* [Prompt]
Recast the records below as a two-column CSV headed "instruction" and "points", with one row per record. Put each record's text and its answer in one quoted field each, replace line breaks with spaces, and leave the pictures out.

* [Records provided]
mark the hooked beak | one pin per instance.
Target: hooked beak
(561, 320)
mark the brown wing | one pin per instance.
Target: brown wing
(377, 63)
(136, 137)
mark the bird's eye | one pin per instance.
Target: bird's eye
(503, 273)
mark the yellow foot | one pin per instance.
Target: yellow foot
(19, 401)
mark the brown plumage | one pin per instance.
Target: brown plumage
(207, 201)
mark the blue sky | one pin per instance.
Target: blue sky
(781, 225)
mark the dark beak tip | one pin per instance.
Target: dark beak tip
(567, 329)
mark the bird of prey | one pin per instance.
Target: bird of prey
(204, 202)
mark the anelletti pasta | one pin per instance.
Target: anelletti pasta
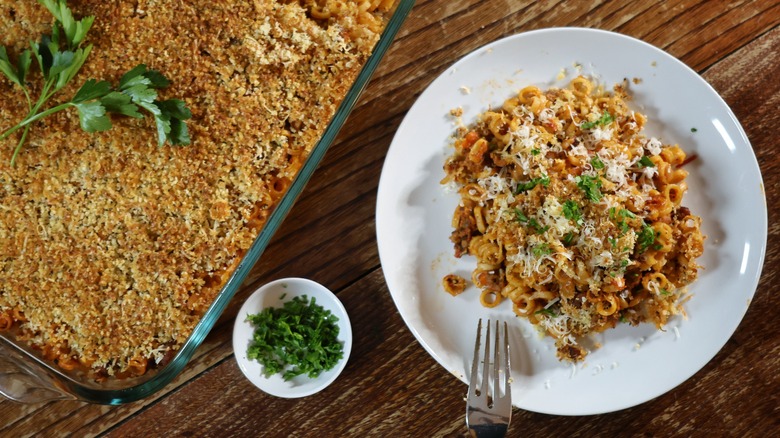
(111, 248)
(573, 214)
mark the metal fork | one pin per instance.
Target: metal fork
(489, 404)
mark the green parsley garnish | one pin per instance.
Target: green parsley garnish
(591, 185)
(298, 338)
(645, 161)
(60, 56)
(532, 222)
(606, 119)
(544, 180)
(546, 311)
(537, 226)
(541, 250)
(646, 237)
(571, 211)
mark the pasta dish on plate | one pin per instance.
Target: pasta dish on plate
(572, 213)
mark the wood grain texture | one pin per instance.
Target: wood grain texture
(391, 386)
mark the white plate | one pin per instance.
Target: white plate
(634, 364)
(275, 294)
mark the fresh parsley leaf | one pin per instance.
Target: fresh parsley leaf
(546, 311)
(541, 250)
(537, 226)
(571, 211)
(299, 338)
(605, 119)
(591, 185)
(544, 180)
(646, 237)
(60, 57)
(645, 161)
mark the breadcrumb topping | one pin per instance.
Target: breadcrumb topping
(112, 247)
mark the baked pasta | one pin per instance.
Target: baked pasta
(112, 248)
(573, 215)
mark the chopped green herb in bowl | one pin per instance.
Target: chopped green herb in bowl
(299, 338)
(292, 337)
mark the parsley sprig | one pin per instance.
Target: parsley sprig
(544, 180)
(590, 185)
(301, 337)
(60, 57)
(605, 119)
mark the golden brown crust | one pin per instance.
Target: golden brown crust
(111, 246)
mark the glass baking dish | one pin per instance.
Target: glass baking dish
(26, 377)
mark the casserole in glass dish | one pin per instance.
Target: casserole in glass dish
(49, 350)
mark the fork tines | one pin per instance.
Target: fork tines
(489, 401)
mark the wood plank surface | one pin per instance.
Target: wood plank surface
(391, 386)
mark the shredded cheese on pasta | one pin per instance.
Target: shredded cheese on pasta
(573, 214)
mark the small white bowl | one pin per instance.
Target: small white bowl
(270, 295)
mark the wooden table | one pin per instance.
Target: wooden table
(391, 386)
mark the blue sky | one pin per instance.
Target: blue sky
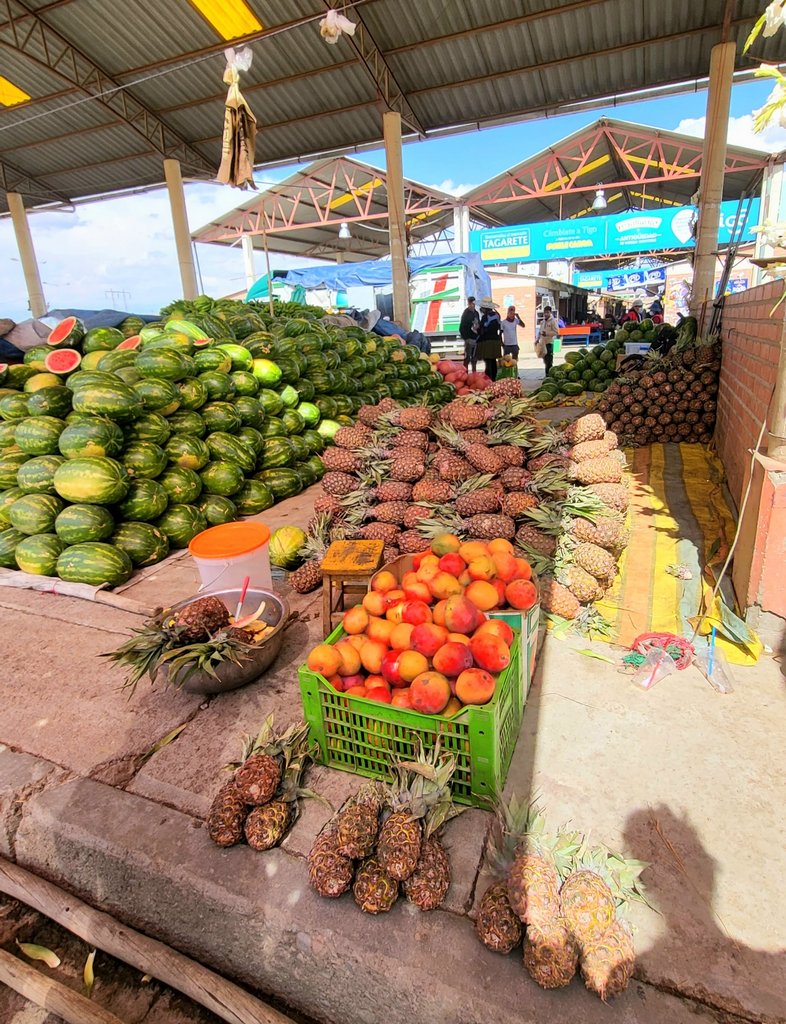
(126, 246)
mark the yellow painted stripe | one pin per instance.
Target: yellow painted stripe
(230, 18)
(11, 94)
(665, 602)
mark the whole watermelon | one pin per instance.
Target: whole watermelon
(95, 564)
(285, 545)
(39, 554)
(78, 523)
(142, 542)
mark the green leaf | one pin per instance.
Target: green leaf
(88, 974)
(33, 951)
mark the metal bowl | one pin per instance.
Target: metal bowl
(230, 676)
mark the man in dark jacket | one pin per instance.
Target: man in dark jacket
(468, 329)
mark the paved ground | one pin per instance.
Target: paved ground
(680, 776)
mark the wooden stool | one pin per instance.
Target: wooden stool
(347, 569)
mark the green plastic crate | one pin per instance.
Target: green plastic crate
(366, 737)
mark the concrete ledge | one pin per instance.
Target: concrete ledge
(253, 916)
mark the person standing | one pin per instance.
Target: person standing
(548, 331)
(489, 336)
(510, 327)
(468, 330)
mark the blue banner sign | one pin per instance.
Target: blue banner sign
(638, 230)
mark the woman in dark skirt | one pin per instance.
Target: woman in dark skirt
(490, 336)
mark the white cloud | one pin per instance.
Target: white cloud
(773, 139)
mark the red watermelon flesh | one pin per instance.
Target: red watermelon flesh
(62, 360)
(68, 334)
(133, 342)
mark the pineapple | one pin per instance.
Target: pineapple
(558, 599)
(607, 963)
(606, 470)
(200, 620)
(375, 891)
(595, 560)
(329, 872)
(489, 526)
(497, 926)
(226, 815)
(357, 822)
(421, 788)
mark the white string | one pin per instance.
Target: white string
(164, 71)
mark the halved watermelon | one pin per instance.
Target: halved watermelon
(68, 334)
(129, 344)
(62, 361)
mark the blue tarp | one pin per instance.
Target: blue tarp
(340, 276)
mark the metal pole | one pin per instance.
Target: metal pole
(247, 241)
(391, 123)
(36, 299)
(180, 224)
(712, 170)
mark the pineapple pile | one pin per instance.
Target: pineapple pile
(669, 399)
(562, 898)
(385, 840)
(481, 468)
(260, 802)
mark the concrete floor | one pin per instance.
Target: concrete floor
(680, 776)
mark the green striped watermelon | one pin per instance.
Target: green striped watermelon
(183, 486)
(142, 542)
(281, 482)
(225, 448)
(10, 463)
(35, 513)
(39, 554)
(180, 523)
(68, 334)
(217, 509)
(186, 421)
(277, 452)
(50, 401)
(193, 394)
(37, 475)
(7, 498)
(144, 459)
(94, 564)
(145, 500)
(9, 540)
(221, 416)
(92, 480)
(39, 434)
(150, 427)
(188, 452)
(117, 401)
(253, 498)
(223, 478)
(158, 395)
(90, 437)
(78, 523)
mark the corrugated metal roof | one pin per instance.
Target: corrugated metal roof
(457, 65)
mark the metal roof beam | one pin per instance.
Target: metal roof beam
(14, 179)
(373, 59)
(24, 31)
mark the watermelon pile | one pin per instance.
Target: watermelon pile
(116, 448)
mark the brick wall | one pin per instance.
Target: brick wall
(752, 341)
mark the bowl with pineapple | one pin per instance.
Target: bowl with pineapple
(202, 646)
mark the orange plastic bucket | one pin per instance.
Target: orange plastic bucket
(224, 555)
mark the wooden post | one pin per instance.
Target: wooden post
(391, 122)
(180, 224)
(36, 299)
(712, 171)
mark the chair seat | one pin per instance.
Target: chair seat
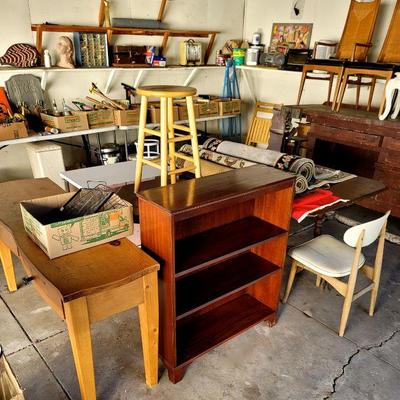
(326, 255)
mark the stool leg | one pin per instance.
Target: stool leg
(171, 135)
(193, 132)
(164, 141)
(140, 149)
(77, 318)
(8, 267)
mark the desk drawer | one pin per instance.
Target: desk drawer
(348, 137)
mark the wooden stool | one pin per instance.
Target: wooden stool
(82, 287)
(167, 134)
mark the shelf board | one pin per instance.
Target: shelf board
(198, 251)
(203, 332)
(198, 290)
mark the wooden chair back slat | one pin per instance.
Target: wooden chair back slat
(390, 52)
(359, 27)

* [Right answer]
instruction,points
"mark the hooked beak | one pin per instance. Target: hooked beak","(561, 320)"
"mark the brown wing | one pin per instance. Target: brown wing","(377, 63) (136, 137)"
"mark the bird's eye | one pin per instance. Target: bird's eye","(503, 273)"
"mark the yellow foot | one pin per instance. Target: yellow foot","(19, 401)"
"mark the brown plumage | one pin per instance. Target: brown plumage","(207, 201)"
"mark the blue sky | one pin per instance. Target: blue sky","(781, 225)"
"mark the dark beak tip | one pin per instance. Target: dark beak tip","(567, 329)"
"mark the bird of prey | one pin per instance. Target: bird of prey","(204, 202)"
"mark the anelletti pasta | one pin per instance. Target: anelletti pasta","(111, 248) (573, 214)"
"mark the metal fork | one pin per instance. Target: metal fork","(489, 404)"
"mark the green parsley garnish | one pin per instance. Target: green parsley garnish","(591, 185) (298, 338) (645, 161) (60, 56) (532, 222) (606, 119) (544, 180) (546, 311) (537, 226) (541, 250) (646, 237) (571, 211)"
"mark the pasta dish on plate | one pin per instance. Target: pasta dish on plate","(572, 213)"
"mark the wood grain texture | one pin per instance. Target: wood grain texture","(391, 386)"
"mark the white plate | one pin per instance. Target: white plate","(634, 364) (275, 294)"
"mark the fresh parsley leaf | one pin per instance. Target: fresh parsley leaf","(546, 311) (541, 250) (537, 226) (571, 211) (299, 338) (605, 119) (591, 185) (544, 180) (646, 237) (60, 57) (645, 161)"
"mark the breadcrumb topping | one pin per instance. Target: breadcrumb topping","(112, 247)"
"mark the baked pasta | one pin per instance. Target: baked pasta","(112, 248) (573, 215)"
"mark the chopped green herb in bowl | one pin per instance. Target: chopped green herb in bowl","(299, 338) (292, 337)"
"mark the parsley sprig | one pin per instance. Target: parsley sprig","(544, 180) (590, 185) (301, 337) (60, 57) (605, 119)"
"mark the golden brown crust | one pin per instance. Target: golden brown crust","(111, 246)"
"mark the glass baking dish | one pin per instance. Target: glass baking dish","(26, 377)"
"mark the casserole in glass dish | one pin per instance. Target: casserole in glass dish","(49, 350)"
"mark the fork tines | one pin per instance. Target: fork tines","(489, 401)"
"mark the wood plank surface | one pin per instance. Target: wood plank surface","(391, 386)"
"mark the shredded cheese on pasta | one pin per instance. Target: shredded cheese on pasta","(573, 214)"
"mark the small white bowl | one pin per instance. Target: small white bowl","(270, 295)"
"mark the wooden table | one pin per instance. Target: wooden table","(391, 386)"
"mark the blue sky | one pin per instance. Target: blue sky","(126, 246)"
"mark the yellow painted stripe | one pin per instance. Target: yellow painted stripe","(230, 18) (11, 94) (665, 602)"
"mark the whole watermelon | one pin per instance. Target: whole watermelon","(95, 564) (285, 545) (39, 554) (78, 523) (142, 542)"
"mark the green leaf | one pin per instance. Target: green leaf","(88, 974) (33, 951)"
"mark the metal bowl | one pin per instance. Target: metal bowl","(230, 676)"
"mark the man in dark jacket | one pin per instance. Target: man in dark jacket","(468, 329)"
"mark the paved ground | one pin per instance. Target: paved ground","(680, 776)"
"mark the wooden stool | one pin per instance. Target: wooden stool","(347, 569)"
"mark the green plastic crate | one pin per instance. Target: green plastic crate","(366, 737)"
"mark the concrete ledge | one pin per instance. Target: concrete ledge","(253, 916)"
"mark the person standing | one pin per instance. Target: person standing","(548, 331) (489, 336) (510, 327) (468, 330)"
"mark the blue banner sign | one pin per instance. Target: blue banner sign","(638, 230)"
"mark the woman in dark skirt | one pin per instance. Target: woman in dark skirt","(490, 336)"
"mark the white cloud | one pin per instance. Target: white cloud","(773, 139)"
"mark the red watermelon flesh | one pin per instance. Target: red watermelon flesh","(62, 360) (68, 334) (133, 342)"
"mark the pineapple | one pin per instance. Target: pineapple","(558, 599) (607, 963) (606, 470) (200, 620) (375, 891) (595, 560) (329, 872) (489, 526) (497, 926) (226, 815) (357, 822) (421, 788)"
"mark the white string | one pin per instance. Target: white string","(164, 71)"
"mark the halved watermelon | one pin per instance. Target: halved watermelon","(68, 334) (129, 344) (62, 361)"
"mark the blue tarp | one pin per instance. Target: blue tarp","(340, 276)"
"mark the metal pole | one pin per instance. Target: metal pole","(247, 241) (391, 123) (36, 299) (180, 224) (712, 170)"
"mark the pineapple pile | one pin per instance. Target: pineapple pile","(669, 399) (562, 898) (385, 840) (481, 468) (260, 802)"
"mark the concrete floor | one pin per instance. Target: concrete floor","(680, 776)"
"mark the green striped watermelon | one pin per instance. Target: green striped watermelon","(183, 486) (142, 542) (281, 482) (225, 448) (10, 463) (35, 513) (39, 554) (180, 523) (68, 334) (217, 509) (186, 421) (277, 452) (50, 401) (193, 394) (37, 475) (7, 498) (144, 459) (94, 564) (145, 500) (9, 540) (221, 416) (92, 480) (39, 434) (150, 427) (188, 452) (117, 401) (253, 498) (223, 478) (158, 395) (90, 437) (78, 523)"
"mark the corrugated metal roof | one pin per instance. Target: corrugated metal roof","(457, 65)"
"mark the metal roof beam | one pin per instance. Target: metal roof beam","(14, 179) (373, 59) (24, 31)"
"mark the watermelon pile | one pin per instance. Target: watermelon pile","(116, 448)"
"mark the brick wall | one pin per instance. Target: brick wall","(752, 341)"
"mark the bowl with pineapple | one pin per instance. Target: bowl with pineapple","(202, 646)"
"mark the orange plastic bucket | one pin per instance. Target: orange plastic bucket","(224, 555)"
"mark the wooden post | one pin per instance. Target: wooden post","(391, 122) (180, 224) (36, 299) (712, 171)"
"mark the chair seat | one pin per instance. Target: chair seat","(326, 255)"
"mark the stool leg | one pin per instance. Target: stool leg","(171, 135) (193, 132) (164, 141) (140, 149) (77, 318) (8, 267)"
"mark the desk drawer | one pin per instance. Target: desk drawer","(348, 137)"
"mark the wooden stool | one pin per instance. Target: wooden stool","(82, 287) (167, 134)"
"mark the shelf board | one pin per instance. Target: shelf board","(198, 251) (203, 332) (198, 290)"
"mark the wooden chair back slat | one pin per instance. Target: wooden chair back slat","(390, 52) (359, 27)"